Problem.
Copy out every line of the records below, requests included, but scale each coordinate in the answers by 0.5 and round it to a whole number, with halves going up.

Entries provided.

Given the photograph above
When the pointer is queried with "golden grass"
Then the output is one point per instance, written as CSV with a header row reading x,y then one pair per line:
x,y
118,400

Result of this exercise.
Given the photograph above
When the pointer is queried with "golden grass"
Then the output is one point per instance, written as CSV with a header row reading x,y then one pair per line:
x,y
59,200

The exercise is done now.